__Provided information__.
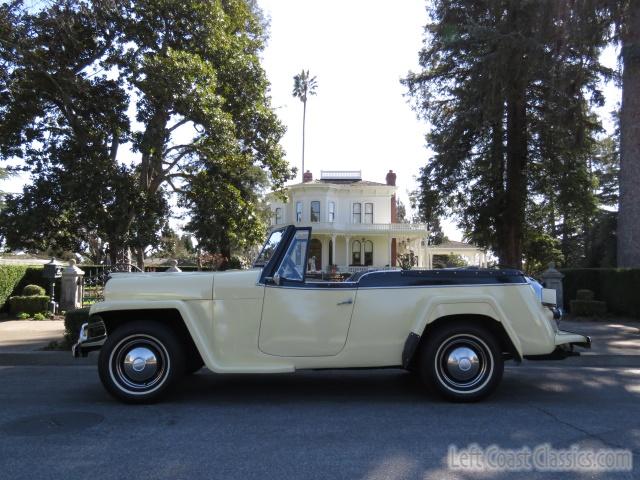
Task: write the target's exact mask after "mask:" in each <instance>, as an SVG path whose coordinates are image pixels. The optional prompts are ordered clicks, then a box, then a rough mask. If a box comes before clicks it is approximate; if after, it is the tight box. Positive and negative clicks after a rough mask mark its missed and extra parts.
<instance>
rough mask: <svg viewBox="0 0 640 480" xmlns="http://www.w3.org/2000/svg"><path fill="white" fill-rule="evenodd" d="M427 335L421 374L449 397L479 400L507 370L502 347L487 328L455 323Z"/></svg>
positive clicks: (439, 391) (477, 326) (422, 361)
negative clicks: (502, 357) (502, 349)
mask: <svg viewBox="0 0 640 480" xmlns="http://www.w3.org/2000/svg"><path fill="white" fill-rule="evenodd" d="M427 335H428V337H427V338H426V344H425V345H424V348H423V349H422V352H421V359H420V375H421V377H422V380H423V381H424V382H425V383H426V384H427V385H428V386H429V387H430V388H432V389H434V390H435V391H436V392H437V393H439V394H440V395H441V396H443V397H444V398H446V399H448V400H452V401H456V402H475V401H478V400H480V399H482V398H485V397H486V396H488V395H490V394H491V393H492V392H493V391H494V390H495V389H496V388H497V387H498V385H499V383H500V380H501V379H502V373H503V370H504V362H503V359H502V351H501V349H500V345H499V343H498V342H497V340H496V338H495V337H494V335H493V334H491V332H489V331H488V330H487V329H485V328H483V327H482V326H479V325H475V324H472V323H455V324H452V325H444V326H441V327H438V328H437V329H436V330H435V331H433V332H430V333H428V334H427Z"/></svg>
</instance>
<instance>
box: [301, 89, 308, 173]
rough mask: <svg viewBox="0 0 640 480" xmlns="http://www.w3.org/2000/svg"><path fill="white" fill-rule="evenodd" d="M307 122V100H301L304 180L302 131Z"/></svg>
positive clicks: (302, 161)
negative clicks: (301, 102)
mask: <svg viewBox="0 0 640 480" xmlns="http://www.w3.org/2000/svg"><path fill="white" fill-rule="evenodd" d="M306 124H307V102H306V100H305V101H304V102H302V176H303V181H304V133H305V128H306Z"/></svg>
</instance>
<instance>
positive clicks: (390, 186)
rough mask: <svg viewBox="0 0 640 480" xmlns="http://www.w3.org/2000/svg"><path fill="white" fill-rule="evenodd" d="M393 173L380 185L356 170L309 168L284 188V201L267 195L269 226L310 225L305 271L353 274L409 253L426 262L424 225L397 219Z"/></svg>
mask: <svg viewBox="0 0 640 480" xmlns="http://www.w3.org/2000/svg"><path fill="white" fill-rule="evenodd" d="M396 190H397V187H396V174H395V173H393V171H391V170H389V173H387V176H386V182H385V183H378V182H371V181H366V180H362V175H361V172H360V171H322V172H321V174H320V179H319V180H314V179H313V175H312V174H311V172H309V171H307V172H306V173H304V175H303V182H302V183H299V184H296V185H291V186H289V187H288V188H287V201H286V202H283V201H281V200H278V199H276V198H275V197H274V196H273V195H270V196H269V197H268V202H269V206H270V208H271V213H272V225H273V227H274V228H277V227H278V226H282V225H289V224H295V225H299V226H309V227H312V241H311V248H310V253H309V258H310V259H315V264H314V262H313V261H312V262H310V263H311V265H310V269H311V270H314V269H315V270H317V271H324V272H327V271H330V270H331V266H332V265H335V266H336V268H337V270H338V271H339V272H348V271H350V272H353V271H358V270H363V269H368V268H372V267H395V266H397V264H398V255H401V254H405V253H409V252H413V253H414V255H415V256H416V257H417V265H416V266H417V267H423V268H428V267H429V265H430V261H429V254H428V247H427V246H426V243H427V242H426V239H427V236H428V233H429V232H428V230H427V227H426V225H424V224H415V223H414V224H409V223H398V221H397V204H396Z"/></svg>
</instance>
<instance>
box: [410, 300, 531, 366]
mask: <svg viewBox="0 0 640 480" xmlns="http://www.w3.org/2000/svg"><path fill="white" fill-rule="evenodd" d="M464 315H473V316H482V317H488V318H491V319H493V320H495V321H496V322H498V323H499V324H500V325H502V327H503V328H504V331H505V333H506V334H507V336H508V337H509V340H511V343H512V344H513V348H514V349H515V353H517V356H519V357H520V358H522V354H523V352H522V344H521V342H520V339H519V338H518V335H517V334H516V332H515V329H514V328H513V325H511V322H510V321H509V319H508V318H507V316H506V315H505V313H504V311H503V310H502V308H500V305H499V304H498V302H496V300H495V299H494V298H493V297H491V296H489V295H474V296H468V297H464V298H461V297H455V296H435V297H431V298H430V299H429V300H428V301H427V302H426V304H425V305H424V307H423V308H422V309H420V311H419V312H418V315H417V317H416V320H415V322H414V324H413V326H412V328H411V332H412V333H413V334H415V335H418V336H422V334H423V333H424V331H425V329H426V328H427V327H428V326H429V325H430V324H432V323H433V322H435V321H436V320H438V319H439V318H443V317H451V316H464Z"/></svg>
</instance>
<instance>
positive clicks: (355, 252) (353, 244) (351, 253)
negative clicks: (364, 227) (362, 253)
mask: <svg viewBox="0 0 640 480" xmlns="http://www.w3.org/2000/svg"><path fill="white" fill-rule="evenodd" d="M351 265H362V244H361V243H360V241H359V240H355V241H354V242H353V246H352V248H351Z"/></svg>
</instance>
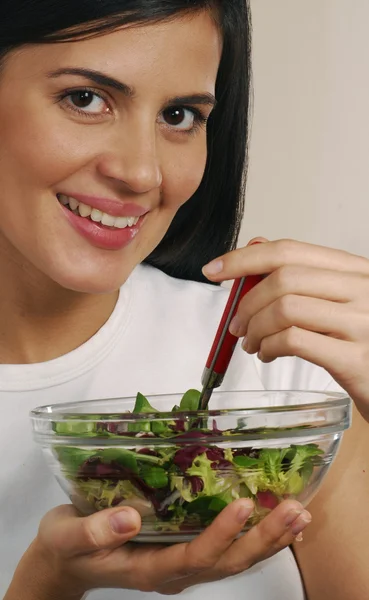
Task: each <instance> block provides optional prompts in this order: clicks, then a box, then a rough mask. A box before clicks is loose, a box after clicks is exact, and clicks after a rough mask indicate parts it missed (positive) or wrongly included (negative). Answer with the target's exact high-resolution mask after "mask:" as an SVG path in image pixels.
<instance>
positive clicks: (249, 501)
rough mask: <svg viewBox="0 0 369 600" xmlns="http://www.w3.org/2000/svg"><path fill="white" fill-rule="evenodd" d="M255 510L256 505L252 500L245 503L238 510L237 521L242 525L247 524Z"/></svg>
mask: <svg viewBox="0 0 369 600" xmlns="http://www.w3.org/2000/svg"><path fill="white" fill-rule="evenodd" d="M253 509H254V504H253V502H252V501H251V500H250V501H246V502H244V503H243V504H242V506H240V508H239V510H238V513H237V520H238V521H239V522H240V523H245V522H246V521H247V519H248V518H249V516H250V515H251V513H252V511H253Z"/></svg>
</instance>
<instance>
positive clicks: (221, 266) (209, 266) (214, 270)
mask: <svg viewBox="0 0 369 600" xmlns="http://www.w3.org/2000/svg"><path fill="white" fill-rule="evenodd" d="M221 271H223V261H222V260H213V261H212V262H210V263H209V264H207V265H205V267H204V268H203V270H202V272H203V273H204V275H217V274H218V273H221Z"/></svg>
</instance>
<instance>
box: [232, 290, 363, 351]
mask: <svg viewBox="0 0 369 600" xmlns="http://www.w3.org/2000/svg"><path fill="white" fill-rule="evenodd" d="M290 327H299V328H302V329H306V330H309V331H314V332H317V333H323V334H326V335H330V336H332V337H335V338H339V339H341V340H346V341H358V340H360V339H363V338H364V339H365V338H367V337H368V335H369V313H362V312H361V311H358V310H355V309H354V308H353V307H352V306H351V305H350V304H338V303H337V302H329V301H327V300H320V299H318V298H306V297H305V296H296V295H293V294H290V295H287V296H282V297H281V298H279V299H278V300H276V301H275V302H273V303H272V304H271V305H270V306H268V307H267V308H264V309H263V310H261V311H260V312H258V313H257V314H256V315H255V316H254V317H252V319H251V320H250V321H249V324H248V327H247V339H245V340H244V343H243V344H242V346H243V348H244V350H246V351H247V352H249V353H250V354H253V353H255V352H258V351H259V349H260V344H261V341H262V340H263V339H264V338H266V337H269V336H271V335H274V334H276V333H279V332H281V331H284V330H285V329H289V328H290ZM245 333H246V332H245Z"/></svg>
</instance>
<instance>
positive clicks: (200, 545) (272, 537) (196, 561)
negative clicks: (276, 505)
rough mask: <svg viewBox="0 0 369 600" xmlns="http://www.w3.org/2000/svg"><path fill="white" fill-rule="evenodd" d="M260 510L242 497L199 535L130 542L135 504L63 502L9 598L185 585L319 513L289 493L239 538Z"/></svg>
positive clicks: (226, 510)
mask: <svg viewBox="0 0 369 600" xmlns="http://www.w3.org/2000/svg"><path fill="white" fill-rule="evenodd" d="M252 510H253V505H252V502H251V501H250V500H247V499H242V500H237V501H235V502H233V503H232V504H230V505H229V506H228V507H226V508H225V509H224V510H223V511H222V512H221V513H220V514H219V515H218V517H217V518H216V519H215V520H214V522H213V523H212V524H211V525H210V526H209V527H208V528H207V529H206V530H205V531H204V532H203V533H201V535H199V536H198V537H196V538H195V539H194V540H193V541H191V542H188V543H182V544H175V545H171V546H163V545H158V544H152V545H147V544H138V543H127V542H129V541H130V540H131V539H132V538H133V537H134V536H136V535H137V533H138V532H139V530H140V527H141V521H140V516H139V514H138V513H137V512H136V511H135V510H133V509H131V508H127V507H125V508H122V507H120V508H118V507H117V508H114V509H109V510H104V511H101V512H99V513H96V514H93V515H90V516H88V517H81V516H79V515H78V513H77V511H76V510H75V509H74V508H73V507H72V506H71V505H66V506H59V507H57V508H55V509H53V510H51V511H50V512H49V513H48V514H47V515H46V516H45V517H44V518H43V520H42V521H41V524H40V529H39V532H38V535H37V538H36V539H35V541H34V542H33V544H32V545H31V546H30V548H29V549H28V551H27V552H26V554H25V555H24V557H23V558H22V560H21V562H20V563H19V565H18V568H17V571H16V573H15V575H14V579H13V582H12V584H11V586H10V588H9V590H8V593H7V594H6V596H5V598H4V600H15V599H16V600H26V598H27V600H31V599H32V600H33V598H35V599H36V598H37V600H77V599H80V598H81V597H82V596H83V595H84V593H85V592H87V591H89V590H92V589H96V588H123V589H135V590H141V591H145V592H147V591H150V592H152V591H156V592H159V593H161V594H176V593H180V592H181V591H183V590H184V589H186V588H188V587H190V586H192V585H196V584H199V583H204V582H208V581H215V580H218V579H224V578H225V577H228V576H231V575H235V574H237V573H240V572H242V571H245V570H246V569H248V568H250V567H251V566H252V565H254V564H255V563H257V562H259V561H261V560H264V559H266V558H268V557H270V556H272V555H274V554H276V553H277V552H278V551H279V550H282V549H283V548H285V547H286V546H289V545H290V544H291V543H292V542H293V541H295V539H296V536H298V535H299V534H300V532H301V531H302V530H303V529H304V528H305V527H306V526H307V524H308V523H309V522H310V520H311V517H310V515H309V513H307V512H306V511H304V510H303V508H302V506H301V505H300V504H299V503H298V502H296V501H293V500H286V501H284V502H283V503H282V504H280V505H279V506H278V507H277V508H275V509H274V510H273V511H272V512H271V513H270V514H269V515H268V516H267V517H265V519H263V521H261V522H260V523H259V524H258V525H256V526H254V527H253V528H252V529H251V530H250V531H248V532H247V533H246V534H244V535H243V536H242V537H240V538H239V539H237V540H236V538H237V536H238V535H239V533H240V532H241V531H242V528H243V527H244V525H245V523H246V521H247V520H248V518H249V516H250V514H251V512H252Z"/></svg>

__Problem__. Copy the lines above exactly, beginning at the line that has "335L421 374L449 397L479" and stopping after the line that has "box: [301, 89, 308, 173]", and omit the rest.

__Answer section__.
rough mask: <svg viewBox="0 0 640 480" xmlns="http://www.w3.org/2000/svg"><path fill="white" fill-rule="evenodd" d="M427 335L421 374L449 397L479 400L507 370L502 347L487 328L455 323Z"/></svg>
positive clicks: (439, 391) (477, 326) (422, 361)
negative clicks: (502, 357) (502, 349)
mask: <svg viewBox="0 0 640 480" xmlns="http://www.w3.org/2000/svg"><path fill="white" fill-rule="evenodd" d="M427 335H428V337H427V338H426V344H425V345H424V348H423V349H422V352H421V359H420V375H421V377H422V380H423V381H424V382H425V383H426V384H427V385H428V386H429V387H430V388H432V389H434V390H435V391H436V392H437V393H439V394H440V395H441V396H443V397H444V398H446V399H448V400H452V401H456V402H475V401H478V400H480V399H482V398H485V397H486V396H488V395H490V394H491V393H492V392H493V391H494V390H495V389H496V388H497V387H498V385H499V383H500V380H501V379H502V373H503V370H504V362H503V359H502V351H501V349H500V345H499V343H498V342H497V340H496V338H495V337H494V335H493V334H491V332H489V331H488V330H487V329H485V328H483V327H482V326H479V325H475V324H472V323H455V324H452V325H444V326H441V327H438V328H437V329H436V330H435V331H433V332H430V333H428V334H427Z"/></svg>
</instance>
<instance>
box: [301, 89, 308, 173]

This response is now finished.